→ TRECHO FORNECIDO
+++++

Cristina Ribas comentou sobre o contrato da empresa PSV, afirmando que devido aos cortes de orçamento do FSM e do AJ, optou-se por contratar a empresa de segurança mais barata e com preparo insuficiente. Segundo ela, a equipe tinha certa competência para cuidar do patrimônio do AJ - como no Laboratório de Conhecimentos Livres, repleto de equipamentos eletrônicos e computadores - mas não sabiam lidar com pessoas, tendo sido agressivos com os acampados. Além disso, a empresa chegou ao Parque Harmonia apenas dois dias antes do Fórum, quando a estrutura do acampamento já funcionava, com gente acampando. A idéia da organização era não repetir 2003, quando a brigada militar gaúcha reprimiu os ocupantes do acampamento, tanto que ouve diversas conversas com a instituição, a fim de garantir que ela não atuasse lá. Tal decisão, segundo Cristina teria sido tomada de forma consciente pelo Comitê Organizador, visando a assegurar a liberdade de entrada de todos - o que não deixou de expor as contradições da cidade onde o acampamento está inserido.

+++++

→ DADOS DE ORIGEM

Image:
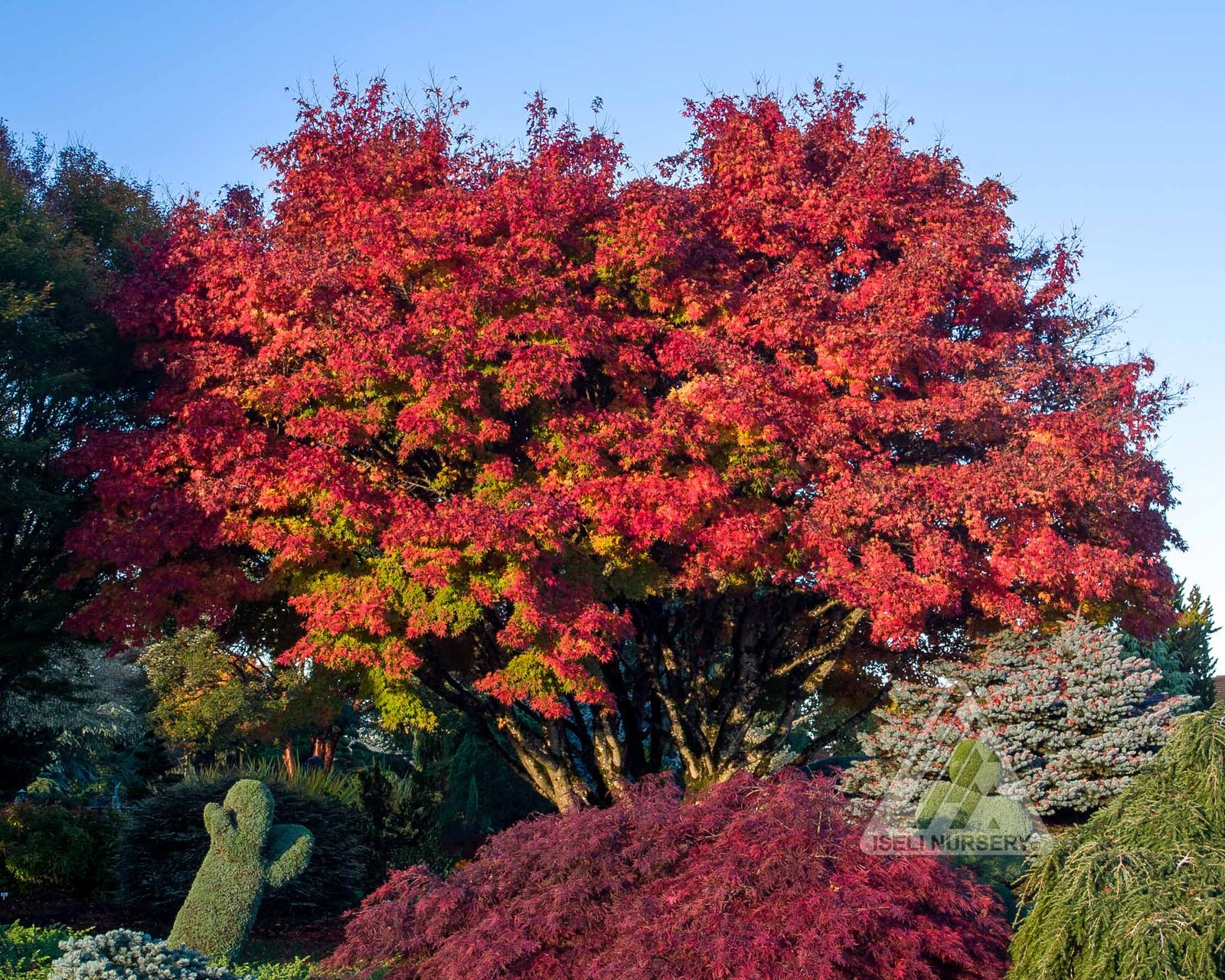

+++++

→ O QUE SE PEDE
Indique se cada afirmação abaixo está de acordo com o trecho sobre a segurança do acampamento. Responda sim ou não e cite literalmente as palavras do trecho que decidem.
1. A empresa PSV foi escolhida por ser a mais barata.
2. A empresa chegou ao Parque Harmonia antes de a estrutura do acampamento começar a funcionar.
3. Segundo Cristina Ribas, a equipe sabia lidar bem com pessoas.

→ RESPOSTA
1. Sim: "optou-se por contratar a empresa de segurança mais barata e com preparo insuficiente"
2. Não: "apenas dois dias antes do Fórum, quando a estrutura do acampamento já funcionava, com gente acampando"
3. Não: "mas não sabiam lidar com pessoas, tendo sido agressivos com os acampados"